>>
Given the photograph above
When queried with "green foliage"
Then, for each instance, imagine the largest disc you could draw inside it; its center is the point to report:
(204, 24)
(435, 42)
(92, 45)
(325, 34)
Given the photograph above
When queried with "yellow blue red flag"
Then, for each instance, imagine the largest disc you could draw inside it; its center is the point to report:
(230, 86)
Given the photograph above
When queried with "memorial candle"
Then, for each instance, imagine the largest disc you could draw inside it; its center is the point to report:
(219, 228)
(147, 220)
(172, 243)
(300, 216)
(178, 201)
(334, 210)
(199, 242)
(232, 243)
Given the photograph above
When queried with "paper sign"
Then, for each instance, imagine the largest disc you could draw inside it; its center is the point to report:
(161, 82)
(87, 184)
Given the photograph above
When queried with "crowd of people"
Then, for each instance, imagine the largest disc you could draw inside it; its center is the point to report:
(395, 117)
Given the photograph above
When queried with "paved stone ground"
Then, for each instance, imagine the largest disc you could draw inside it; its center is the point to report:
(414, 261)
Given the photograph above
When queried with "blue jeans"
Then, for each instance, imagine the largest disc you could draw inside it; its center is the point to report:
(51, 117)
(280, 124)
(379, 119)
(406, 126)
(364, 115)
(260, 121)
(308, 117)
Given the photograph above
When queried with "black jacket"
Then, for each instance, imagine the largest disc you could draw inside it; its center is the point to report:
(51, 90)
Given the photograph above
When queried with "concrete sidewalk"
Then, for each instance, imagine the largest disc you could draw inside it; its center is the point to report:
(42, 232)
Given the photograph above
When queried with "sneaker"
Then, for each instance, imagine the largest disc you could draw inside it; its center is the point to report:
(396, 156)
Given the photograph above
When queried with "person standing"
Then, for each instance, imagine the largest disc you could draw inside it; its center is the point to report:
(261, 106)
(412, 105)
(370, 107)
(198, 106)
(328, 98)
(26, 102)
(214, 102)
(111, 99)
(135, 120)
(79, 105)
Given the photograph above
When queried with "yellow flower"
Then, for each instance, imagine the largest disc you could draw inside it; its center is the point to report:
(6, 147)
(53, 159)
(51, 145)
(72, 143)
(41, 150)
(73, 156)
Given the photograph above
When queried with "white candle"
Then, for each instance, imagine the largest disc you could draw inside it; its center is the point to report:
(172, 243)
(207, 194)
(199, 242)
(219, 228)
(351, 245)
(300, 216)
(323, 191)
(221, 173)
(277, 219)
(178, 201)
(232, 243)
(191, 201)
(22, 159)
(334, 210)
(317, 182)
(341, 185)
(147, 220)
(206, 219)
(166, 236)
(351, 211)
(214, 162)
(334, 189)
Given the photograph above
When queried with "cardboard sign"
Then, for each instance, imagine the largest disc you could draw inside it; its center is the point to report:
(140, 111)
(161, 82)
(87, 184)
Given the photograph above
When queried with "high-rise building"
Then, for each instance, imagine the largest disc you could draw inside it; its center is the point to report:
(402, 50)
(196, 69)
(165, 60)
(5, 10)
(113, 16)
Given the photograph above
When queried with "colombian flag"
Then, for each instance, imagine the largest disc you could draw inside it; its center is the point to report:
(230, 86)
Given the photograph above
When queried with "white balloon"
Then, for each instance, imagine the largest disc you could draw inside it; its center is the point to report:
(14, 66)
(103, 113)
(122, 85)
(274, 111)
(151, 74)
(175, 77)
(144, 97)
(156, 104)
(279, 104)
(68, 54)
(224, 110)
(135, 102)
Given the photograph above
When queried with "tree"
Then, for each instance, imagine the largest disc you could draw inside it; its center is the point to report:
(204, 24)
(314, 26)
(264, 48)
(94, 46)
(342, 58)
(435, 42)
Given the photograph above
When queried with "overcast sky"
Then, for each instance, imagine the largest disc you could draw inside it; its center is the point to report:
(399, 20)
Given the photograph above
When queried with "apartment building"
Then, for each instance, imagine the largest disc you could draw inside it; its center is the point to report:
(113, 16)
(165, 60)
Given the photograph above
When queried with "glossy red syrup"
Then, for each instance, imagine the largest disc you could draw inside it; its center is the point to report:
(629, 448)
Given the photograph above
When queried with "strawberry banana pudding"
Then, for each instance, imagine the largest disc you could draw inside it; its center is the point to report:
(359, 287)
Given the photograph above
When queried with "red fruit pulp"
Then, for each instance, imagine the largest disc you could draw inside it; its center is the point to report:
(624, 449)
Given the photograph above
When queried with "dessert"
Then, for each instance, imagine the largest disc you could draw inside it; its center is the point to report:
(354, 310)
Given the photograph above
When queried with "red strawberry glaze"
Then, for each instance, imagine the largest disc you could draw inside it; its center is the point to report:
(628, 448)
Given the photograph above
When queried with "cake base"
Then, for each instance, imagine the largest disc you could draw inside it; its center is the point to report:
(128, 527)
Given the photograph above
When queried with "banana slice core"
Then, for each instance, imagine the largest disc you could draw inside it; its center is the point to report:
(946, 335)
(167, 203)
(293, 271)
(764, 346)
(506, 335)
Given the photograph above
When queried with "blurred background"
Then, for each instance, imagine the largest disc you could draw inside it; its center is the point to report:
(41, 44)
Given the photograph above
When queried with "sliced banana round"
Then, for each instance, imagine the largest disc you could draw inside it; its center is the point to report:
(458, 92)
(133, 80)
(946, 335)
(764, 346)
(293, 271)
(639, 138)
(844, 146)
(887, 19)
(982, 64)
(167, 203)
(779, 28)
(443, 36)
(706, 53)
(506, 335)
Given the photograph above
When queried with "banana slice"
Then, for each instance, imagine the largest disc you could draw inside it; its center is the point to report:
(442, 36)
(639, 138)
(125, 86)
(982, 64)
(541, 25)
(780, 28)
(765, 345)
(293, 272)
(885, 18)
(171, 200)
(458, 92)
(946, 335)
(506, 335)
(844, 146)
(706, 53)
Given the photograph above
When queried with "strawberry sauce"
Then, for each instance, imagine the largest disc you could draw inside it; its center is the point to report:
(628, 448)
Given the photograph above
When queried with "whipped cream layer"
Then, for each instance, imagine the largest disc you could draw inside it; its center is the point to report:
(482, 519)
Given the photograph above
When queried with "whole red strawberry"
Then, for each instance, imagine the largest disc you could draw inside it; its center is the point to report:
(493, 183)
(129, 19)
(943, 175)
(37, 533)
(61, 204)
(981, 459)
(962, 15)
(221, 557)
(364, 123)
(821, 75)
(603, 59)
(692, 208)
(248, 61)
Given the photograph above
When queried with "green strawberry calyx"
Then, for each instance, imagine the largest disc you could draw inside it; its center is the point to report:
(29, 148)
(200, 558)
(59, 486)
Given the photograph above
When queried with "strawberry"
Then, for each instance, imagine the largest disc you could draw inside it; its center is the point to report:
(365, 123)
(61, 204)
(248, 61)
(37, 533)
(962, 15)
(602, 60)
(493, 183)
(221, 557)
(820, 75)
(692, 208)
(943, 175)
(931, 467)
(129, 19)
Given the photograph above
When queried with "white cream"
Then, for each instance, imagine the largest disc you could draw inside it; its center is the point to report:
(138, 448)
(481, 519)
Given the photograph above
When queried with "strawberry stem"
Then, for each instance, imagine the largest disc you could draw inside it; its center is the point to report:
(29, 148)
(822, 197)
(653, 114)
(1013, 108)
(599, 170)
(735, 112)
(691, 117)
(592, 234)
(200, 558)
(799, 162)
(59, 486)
<<
WORK REQUEST >>
Copy out each line of the records where the word "white" appears.

WRITTEN SOLUTION >>
When queried with "white candle"
When queried with "white balloon"
When queried with "white cream"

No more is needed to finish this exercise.